▸ Task statement: Copy the listing below word for word, and leave out the pictures.
-- BEGIN Listed records --
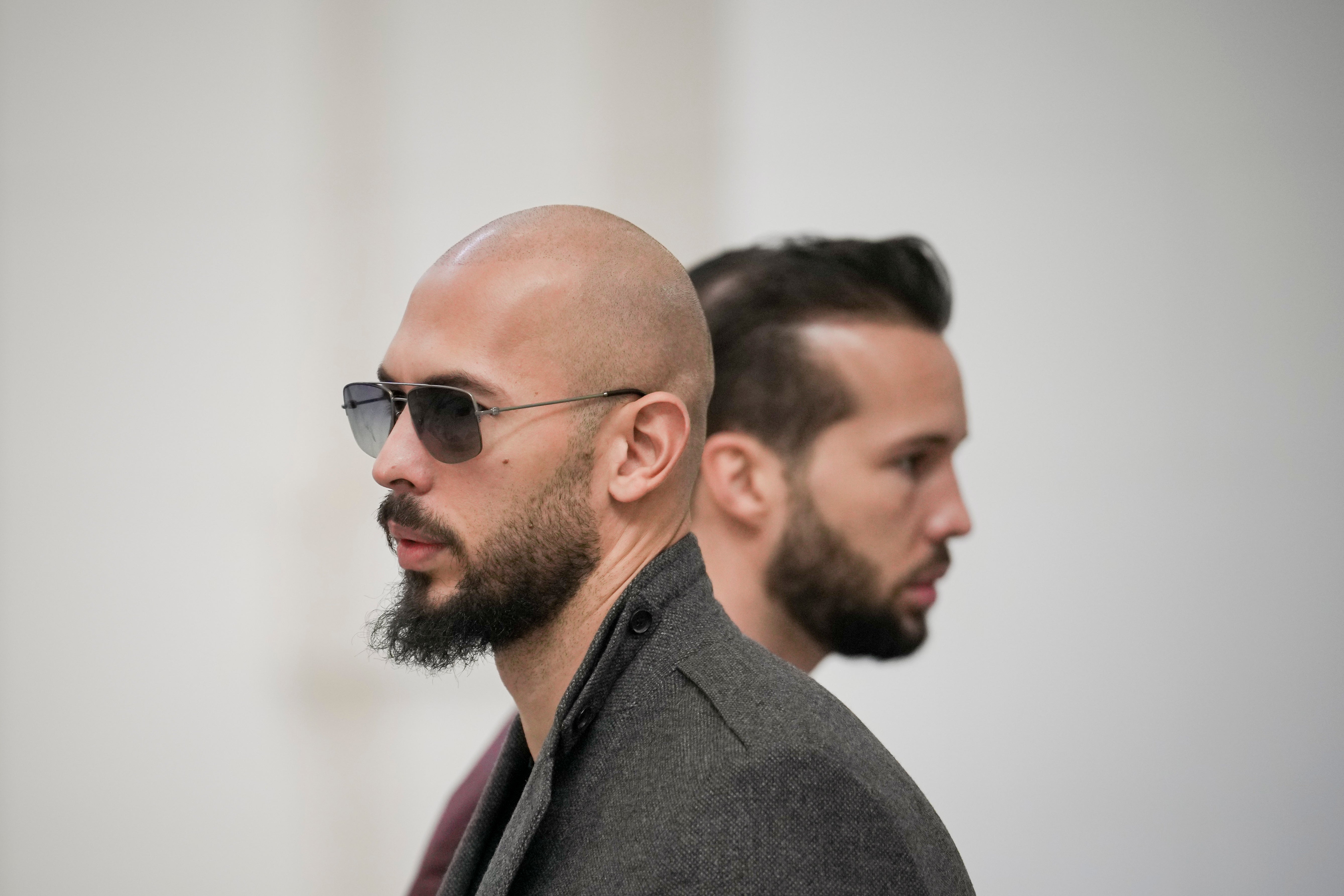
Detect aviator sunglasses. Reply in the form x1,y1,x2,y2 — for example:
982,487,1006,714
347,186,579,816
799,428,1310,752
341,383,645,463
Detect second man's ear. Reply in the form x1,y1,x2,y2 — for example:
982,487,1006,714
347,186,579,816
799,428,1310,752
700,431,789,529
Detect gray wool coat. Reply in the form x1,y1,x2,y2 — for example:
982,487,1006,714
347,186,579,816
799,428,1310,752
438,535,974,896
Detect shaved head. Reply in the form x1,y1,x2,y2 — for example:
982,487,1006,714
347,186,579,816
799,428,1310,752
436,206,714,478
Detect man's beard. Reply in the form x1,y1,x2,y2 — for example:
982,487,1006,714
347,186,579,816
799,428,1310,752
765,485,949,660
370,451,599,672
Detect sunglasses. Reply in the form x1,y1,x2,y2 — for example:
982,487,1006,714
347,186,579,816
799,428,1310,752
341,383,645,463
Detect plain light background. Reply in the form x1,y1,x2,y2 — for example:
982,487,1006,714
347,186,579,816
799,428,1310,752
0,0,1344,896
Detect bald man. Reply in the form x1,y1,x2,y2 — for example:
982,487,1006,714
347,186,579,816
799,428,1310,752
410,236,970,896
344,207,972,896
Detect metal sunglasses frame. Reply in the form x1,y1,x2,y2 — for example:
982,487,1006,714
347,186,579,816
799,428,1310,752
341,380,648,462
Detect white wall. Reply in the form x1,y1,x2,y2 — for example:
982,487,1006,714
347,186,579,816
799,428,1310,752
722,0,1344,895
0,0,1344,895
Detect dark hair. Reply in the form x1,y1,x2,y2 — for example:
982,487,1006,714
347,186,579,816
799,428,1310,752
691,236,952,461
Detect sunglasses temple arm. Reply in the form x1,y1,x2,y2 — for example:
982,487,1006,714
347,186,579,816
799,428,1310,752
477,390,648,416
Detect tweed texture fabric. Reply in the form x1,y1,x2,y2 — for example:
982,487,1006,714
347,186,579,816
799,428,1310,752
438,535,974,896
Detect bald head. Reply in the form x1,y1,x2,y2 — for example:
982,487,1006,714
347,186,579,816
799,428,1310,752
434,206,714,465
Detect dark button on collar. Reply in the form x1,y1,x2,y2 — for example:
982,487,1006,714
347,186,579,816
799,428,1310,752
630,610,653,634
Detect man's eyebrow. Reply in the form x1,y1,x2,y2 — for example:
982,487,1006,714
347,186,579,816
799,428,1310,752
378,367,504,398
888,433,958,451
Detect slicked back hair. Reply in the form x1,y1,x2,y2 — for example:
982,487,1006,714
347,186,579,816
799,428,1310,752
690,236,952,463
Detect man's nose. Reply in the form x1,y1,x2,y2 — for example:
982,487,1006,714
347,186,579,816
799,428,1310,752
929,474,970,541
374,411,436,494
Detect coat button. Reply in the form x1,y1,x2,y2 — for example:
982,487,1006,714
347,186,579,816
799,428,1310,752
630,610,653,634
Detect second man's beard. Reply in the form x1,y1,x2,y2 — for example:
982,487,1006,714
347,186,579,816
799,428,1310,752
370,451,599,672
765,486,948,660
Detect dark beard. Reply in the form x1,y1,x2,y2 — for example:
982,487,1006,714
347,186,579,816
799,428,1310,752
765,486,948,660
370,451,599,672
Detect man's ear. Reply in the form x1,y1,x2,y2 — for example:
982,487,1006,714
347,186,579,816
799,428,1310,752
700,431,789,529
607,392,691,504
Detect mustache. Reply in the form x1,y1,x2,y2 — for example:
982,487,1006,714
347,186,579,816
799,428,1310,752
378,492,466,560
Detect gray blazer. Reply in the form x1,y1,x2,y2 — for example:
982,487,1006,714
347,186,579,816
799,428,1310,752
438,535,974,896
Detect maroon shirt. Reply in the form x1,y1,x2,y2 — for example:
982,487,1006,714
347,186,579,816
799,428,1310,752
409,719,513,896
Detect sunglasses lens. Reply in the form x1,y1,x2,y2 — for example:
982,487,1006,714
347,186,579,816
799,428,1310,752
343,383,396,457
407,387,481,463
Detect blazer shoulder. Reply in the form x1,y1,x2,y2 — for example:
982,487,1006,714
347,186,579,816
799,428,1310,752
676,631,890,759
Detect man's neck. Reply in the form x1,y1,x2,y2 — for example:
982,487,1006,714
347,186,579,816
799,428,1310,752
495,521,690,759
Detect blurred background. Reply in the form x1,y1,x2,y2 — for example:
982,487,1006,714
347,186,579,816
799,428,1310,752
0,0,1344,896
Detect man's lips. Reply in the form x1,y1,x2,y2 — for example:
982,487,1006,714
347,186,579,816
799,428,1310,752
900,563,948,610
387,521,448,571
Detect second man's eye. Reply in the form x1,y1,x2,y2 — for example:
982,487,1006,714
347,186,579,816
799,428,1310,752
-- END Listed records --
▸ Result of this task:
Detect aviator sunglasses. Reply in the form x1,y1,x2,y2 — for example:
982,487,1006,714
347,186,579,816
799,428,1310,752
341,383,645,463
Detect second man's ear. Reply in the form x1,y1,x2,y2 — for example:
982,487,1006,714
347,186,579,816
799,428,1310,752
700,431,789,529
Detect gray wool coat. Reply in the form x1,y1,x2,y2 — for example:
982,487,1006,714
347,186,579,816
799,428,1310,752
438,535,974,896
Detect shaved head. Reply in the form x1,y1,x2,y2 — for example:
982,487,1006,714
347,186,579,816
799,428,1310,752
436,206,714,478
Detect man's beard. Reply in the form x1,y1,x2,y2 — for example:
982,487,1006,714
347,186,579,816
799,428,1310,752
765,485,949,660
370,451,599,672
Detect sunglasses. Reply in the form x1,y1,x2,y2 — for example:
982,487,1006,714
347,186,579,816
799,428,1310,752
341,383,645,463
Detect plain light background. Reply in the form x1,y1,x2,y2 — for example:
982,487,1006,714
347,186,579,816
799,428,1310,752
0,0,1344,896
Detect bald man. Reply in the form x1,y1,x2,y2 — for example:
982,487,1006,714
347,186,579,816
799,428,1310,752
410,236,970,896
344,207,972,896
Detect metal sunglasses frame. Reply in the form x1,y1,x2,y2 — for example:
982,487,1006,714
347,186,579,816
799,428,1310,752
341,380,648,462
Detect white wall. Reply in the form x1,y1,x2,y2 — for example:
982,487,1006,714
347,186,579,816
799,428,1310,752
722,0,1344,895
0,0,1344,895
Detect dark hair. Reply in the form x1,y1,x2,y2 — for example:
982,487,1006,714
347,186,579,816
799,428,1310,752
691,236,952,461
Detect sunglasses temple arm. Reply in the form x1,y1,x2,y2 — for example:
982,487,1006,714
347,186,579,816
799,428,1310,752
477,390,648,416
Detect tweed texture fabric. Reply in the form x1,y1,x2,y2 — for example:
982,487,1006,714
347,186,579,816
799,428,1310,752
438,535,974,896
Detect bald head. Reply in the form x1,y1,x2,y2 — for example:
982,487,1006,714
347,186,579,816
799,428,1310,752
434,206,714,465
Detect dark button on collar. Reply in the form x1,y1,x2,y2 — for example:
982,487,1006,714
347,186,579,816
799,428,1310,752
630,610,653,634
Detect man's eyebrow. Reply in the form x1,y1,x2,y2 — for example:
982,487,1006,714
347,186,579,816
799,428,1310,752
378,367,504,398
888,433,958,451
Detect slicked back hair. Reply in the form x1,y1,x2,y2 — for example:
982,487,1006,714
347,186,579,816
799,428,1310,752
690,236,952,463
Detect man's nose. Reply in the form x1,y1,x2,y2 — for example:
982,487,1006,714
347,186,579,816
799,428,1310,752
929,474,970,541
374,411,436,494
Detect coat button. Reply in the form x1,y1,x2,y2 — for example:
982,487,1006,714
347,186,579,816
799,428,1310,752
630,610,653,634
Detect second man's beard. Reply in the form x1,y1,x2,y2 — for example:
982,487,1006,714
347,186,579,816
799,428,1310,752
370,451,599,672
765,486,948,660
Detect dark beard. Reply in the form x1,y1,x2,y2 — for example:
982,487,1006,714
347,186,579,816
799,428,1310,752
765,486,948,660
370,451,599,672
Detect man's ear. Reply in the form x1,y1,x2,y2 — for example:
982,487,1006,714
347,186,579,816
799,428,1310,752
700,431,789,529
607,392,691,504
Detect mustache. Reply in the form x1,y1,x2,y2 — for example:
982,487,1006,714
347,186,579,816
799,428,1310,752
378,492,466,560
Detect gray blazer. Reply in the form x1,y1,x2,y2 — for example:
982,487,1006,714
347,186,579,816
799,428,1310,752
438,535,974,896
Detect maroon shirt. Reply in the form x1,y1,x2,y2 — for example:
982,487,1006,714
347,186,579,816
799,428,1310,752
409,719,513,896
Detect sunglasses lens. Reply in the form x1,y1,x2,y2 — for example:
982,487,1006,714
347,186,579,816
799,428,1310,752
343,383,396,457
407,387,481,463
Detect blazer shoulder. Reply in the form x1,y1,x2,y2 — for example:
982,487,1006,714
347,186,579,816
799,428,1310,752
676,631,890,759
Detect man's neck. Reply in the form x1,y1,x2,y2 — for example:
982,487,1006,714
347,186,579,816
799,428,1310,752
495,521,690,759
Detect blurred background. Reply in the form x1,y1,x2,y2 — for example:
982,487,1006,714
347,186,579,816
799,428,1310,752
0,0,1344,896
Detect man's lips. Reply in the form x1,y1,x2,y2 — for example:
982,487,1006,714
347,186,579,816
799,428,1310,752
900,563,948,610
387,521,448,571
Detect second man's eye. Reply in the form x1,y1,x2,y2 — for example:
982,487,1006,714
347,186,579,816
799,428,1310,752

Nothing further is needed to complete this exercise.